Please repeat the records below with "banana leaf" changed to "palm frond" everywhere it occurs, keeping every other line as it is.

EXTRACTED RECORDS:

■ ■ ■ ■ ■

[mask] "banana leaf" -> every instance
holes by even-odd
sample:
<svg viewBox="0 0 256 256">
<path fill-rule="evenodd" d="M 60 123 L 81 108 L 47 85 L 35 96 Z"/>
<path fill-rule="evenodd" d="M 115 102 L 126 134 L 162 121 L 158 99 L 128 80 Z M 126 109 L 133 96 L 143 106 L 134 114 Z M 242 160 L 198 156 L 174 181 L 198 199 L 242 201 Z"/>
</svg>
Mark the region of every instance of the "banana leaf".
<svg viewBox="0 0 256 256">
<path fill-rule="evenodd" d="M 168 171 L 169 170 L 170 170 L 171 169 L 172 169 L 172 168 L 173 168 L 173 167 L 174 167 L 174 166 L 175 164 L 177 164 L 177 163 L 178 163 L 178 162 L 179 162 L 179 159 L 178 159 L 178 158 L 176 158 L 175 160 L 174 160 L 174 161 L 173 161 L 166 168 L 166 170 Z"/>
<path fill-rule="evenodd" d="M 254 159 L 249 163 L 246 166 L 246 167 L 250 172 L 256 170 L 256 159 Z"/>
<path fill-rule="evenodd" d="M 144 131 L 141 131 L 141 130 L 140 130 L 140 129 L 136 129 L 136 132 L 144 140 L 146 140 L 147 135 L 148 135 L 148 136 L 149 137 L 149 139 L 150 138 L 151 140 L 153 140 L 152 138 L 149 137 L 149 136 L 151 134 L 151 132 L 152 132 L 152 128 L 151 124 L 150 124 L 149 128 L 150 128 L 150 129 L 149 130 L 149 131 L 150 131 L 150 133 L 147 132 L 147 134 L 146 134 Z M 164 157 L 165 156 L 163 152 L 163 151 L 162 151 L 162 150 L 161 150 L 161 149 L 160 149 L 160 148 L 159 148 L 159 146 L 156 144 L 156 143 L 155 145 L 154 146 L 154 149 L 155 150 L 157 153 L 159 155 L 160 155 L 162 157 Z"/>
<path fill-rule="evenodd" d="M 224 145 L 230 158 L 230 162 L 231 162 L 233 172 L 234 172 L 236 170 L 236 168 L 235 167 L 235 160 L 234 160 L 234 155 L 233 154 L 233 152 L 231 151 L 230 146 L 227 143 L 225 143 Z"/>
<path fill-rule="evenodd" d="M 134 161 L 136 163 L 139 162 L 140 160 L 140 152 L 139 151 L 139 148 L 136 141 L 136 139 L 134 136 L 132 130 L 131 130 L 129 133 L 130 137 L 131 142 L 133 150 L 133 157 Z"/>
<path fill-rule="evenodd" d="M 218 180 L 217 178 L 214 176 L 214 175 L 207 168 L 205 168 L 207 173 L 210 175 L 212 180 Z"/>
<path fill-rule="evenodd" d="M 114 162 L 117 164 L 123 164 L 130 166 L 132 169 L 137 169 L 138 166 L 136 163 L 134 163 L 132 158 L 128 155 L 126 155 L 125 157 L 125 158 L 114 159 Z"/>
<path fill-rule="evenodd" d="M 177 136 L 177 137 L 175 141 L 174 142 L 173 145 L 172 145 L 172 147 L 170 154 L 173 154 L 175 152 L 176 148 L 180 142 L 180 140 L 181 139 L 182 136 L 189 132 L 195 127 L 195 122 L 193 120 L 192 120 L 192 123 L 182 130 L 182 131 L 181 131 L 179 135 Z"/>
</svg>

■ ■ ■ ■ ■

SOLUTION:
[mask] "palm frond" -> every instance
holes by even-odd
sample:
<svg viewBox="0 0 256 256">
<path fill-rule="evenodd" d="M 60 123 L 81 108 L 47 85 L 35 96 Z"/>
<path fill-rule="evenodd" d="M 115 102 L 126 134 L 162 121 L 158 99 L 128 80 Z M 126 109 L 133 96 L 143 106 L 134 114 Z M 242 160 L 198 156 L 174 181 L 198 199 L 242 201 Z"/>
</svg>
Mark the region of every instance of the "palm frond".
<svg viewBox="0 0 256 256">
<path fill-rule="evenodd" d="M 168 171 L 169 170 L 170 170 L 171 169 L 172 169 L 172 168 L 173 168 L 173 167 L 174 167 L 174 166 L 175 164 L 177 164 L 177 163 L 178 163 L 178 162 L 179 162 L 179 159 L 178 159 L 178 158 L 176 158 L 175 160 L 174 160 L 174 161 L 173 161 L 166 168 L 166 170 Z"/>
<path fill-rule="evenodd" d="M 254 159 L 249 163 L 246 166 L 246 167 L 250 172 L 256 170 L 256 159 Z"/>
<path fill-rule="evenodd" d="M 144 131 L 141 131 L 141 130 L 140 130 L 140 129 L 136 129 L 136 132 L 144 140 L 146 140 L 147 135 L 148 135 L 148 136 L 149 137 L 149 139 L 150 138 L 151 140 L 153 140 L 152 138 L 149 137 L 149 136 L 151 134 L 151 132 L 152 132 L 152 128 L 151 124 L 150 124 L 149 128 L 150 128 L 150 129 L 149 130 L 149 131 L 150 131 L 150 133 L 147 132 L 147 134 L 146 134 Z M 164 157 L 165 156 L 163 152 L 163 151 L 162 151 L 162 150 L 161 150 L 161 149 L 160 149 L 160 148 L 159 148 L 159 146 L 156 144 L 156 143 L 155 145 L 154 146 L 154 149 L 155 150 L 157 153 L 159 155 L 160 155 L 162 157 Z"/>
<path fill-rule="evenodd" d="M 224 145 L 230 158 L 230 162 L 231 162 L 233 172 L 234 172 L 236 170 L 236 168 L 235 167 L 235 160 L 234 160 L 234 155 L 233 154 L 233 152 L 231 151 L 230 146 L 227 143 L 225 143 Z"/>
<path fill-rule="evenodd" d="M 134 161 L 136 163 L 139 162 L 140 160 L 140 152 L 139 151 L 139 148 L 136 141 L 136 139 L 134 136 L 132 130 L 131 130 L 129 133 L 130 137 L 131 142 L 133 150 L 133 157 Z"/>
<path fill-rule="evenodd" d="M 218 180 L 217 178 L 214 176 L 214 175 L 207 168 L 205 168 L 207 173 L 210 175 L 212 180 Z"/>
<path fill-rule="evenodd" d="M 114 162 L 117 164 L 123 164 L 130 166 L 132 169 L 137 169 L 138 166 L 136 163 L 134 163 L 132 158 L 128 155 L 126 155 L 125 157 L 125 158 L 114 159 Z"/>
<path fill-rule="evenodd" d="M 177 136 L 177 137 L 175 141 L 174 142 L 173 145 L 172 145 L 172 147 L 170 154 L 173 154 L 175 152 L 176 148 L 180 142 L 180 140 L 181 139 L 182 136 L 189 132 L 195 127 L 195 122 L 193 120 L 192 120 L 192 123 L 182 130 L 182 131 L 181 131 L 179 135 Z"/>
</svg>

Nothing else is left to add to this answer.